Exercise input below:
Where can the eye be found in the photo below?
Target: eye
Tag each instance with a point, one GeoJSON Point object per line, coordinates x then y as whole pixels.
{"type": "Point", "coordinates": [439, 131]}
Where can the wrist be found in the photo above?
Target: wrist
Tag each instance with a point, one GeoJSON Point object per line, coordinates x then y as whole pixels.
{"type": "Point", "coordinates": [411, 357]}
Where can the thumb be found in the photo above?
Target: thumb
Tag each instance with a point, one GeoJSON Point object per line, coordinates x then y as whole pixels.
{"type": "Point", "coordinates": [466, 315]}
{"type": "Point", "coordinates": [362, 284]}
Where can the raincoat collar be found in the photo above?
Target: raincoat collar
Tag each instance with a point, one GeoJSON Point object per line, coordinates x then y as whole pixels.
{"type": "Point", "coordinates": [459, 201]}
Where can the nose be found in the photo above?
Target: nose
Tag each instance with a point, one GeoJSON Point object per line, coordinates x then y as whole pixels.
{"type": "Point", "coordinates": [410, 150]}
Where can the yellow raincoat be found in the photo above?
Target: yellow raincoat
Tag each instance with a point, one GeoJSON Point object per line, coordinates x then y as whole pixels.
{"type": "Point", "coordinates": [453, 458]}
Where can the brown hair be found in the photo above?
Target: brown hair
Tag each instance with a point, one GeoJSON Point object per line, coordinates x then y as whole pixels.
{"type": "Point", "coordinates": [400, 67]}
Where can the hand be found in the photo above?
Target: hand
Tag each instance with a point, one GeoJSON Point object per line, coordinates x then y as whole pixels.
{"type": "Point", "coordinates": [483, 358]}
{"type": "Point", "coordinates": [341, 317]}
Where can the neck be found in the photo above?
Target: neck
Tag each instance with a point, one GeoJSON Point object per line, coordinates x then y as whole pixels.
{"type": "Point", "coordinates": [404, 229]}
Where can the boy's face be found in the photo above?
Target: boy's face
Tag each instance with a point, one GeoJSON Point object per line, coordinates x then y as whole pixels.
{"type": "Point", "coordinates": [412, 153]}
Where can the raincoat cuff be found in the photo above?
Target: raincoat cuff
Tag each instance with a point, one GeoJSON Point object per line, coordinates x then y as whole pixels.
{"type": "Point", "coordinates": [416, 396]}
End of Exercise input.
Exercise input below:
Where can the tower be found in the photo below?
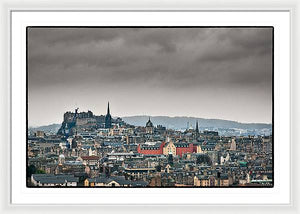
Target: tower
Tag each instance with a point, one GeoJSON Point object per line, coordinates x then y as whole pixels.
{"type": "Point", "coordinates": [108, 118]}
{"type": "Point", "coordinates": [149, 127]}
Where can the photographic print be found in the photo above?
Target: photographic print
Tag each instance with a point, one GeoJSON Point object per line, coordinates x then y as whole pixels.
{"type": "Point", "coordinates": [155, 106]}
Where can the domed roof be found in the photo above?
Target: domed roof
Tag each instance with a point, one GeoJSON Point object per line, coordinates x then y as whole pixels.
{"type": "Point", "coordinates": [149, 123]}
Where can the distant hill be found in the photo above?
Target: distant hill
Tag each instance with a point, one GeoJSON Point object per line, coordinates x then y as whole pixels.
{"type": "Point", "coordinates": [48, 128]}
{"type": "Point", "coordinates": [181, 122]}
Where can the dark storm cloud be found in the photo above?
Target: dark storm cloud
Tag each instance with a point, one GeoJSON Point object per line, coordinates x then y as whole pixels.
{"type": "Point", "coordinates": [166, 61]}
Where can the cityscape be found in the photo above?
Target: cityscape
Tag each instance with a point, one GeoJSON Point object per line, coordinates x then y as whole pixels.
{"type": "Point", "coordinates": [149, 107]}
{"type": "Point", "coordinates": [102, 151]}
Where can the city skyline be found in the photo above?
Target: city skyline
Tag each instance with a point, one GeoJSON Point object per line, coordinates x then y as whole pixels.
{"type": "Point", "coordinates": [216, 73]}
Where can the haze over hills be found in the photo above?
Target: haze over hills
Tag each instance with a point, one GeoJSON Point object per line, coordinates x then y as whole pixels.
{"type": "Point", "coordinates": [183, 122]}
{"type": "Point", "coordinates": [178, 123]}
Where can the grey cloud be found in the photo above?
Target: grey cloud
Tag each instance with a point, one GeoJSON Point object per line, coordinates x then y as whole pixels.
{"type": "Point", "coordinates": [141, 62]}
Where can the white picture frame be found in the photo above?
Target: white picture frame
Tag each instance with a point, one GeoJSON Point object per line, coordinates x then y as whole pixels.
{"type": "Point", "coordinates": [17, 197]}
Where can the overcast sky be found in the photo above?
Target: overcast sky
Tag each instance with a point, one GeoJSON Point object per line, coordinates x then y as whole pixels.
End of Exercise input.
→ **Problem to work on**
Copy the entries above exactly, but only from the line holding "Where can the eye" through the line holding "Target: wrist", both included.

→ **Your response**
Where can the eye be found in the photo below?
Target: eye
Tag each instance with a point, one GeoJSON Point object per line, coordinates x then y as whole pixels.
{"type": "Point", "coordinates": [439, 131]}
Where can the wrist be found in the photo above?
Target: wrist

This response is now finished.